[Source records]
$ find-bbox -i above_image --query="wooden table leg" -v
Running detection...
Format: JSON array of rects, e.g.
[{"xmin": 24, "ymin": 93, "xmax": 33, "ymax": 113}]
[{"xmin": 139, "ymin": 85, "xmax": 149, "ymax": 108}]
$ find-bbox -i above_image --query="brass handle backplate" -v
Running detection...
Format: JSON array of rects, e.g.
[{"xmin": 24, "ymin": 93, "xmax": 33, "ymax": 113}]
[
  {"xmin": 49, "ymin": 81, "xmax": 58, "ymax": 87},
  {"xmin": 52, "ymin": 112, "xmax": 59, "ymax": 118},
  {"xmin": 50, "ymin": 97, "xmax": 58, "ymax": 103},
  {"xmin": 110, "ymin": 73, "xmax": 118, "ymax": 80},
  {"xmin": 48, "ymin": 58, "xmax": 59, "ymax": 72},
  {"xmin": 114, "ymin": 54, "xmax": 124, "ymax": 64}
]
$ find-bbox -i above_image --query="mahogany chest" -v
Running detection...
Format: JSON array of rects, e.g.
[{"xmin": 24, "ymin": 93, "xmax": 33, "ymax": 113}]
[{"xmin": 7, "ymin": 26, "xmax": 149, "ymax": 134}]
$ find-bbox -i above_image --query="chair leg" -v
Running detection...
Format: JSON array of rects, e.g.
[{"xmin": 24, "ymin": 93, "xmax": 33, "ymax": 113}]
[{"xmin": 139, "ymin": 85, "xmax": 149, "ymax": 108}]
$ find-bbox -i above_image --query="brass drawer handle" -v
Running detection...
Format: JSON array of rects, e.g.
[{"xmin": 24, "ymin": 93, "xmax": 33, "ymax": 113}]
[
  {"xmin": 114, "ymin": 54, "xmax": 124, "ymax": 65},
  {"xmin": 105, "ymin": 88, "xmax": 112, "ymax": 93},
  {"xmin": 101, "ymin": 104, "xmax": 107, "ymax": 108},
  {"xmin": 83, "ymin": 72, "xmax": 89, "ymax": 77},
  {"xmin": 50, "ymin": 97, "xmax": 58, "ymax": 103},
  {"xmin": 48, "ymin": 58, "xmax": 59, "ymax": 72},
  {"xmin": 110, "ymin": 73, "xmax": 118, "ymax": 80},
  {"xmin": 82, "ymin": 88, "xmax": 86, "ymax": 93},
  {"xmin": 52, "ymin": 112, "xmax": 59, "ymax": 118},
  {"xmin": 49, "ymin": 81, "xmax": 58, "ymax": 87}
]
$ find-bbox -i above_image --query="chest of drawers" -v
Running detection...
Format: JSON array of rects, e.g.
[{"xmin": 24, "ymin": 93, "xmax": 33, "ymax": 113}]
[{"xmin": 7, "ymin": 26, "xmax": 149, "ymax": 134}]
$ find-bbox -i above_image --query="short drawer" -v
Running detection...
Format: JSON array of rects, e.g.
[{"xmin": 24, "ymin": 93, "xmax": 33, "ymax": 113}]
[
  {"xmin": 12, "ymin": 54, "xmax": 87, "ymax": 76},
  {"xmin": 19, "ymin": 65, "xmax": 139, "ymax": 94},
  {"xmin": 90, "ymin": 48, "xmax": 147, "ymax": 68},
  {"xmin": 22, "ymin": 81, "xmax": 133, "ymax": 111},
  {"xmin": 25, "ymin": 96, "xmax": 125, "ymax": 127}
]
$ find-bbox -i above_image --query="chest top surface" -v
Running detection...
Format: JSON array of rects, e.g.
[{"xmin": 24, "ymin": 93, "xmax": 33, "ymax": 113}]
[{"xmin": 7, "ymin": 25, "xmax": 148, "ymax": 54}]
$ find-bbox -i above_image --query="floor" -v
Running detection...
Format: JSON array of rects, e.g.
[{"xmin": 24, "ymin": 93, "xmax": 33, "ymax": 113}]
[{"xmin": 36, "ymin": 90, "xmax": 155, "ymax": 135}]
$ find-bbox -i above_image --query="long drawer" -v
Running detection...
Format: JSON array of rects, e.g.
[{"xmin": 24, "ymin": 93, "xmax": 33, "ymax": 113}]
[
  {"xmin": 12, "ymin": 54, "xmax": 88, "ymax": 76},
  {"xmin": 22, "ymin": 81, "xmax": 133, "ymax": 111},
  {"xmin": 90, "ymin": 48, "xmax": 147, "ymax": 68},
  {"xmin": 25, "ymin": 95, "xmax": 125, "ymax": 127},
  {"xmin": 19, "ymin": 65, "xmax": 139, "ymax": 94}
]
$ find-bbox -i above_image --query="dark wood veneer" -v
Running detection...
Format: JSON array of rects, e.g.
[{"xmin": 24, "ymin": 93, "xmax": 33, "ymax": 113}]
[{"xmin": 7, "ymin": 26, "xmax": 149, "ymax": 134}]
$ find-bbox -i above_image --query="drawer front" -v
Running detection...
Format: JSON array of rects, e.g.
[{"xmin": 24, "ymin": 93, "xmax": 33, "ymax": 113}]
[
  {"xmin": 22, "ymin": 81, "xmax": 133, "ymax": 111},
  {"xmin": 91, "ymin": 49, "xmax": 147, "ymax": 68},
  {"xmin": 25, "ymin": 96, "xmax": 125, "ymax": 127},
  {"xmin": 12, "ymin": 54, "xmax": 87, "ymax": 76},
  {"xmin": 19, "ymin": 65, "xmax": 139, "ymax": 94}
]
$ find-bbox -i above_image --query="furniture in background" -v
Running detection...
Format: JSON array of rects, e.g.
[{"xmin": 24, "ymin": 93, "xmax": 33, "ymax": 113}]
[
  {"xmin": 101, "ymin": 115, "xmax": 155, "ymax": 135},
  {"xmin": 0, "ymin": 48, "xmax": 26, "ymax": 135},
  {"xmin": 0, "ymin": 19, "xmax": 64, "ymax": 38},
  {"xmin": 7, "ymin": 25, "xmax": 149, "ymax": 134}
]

Given problem: Count the lines in the records above that contain the string "handle" with matching case, and give only the number.

Result of the task: 2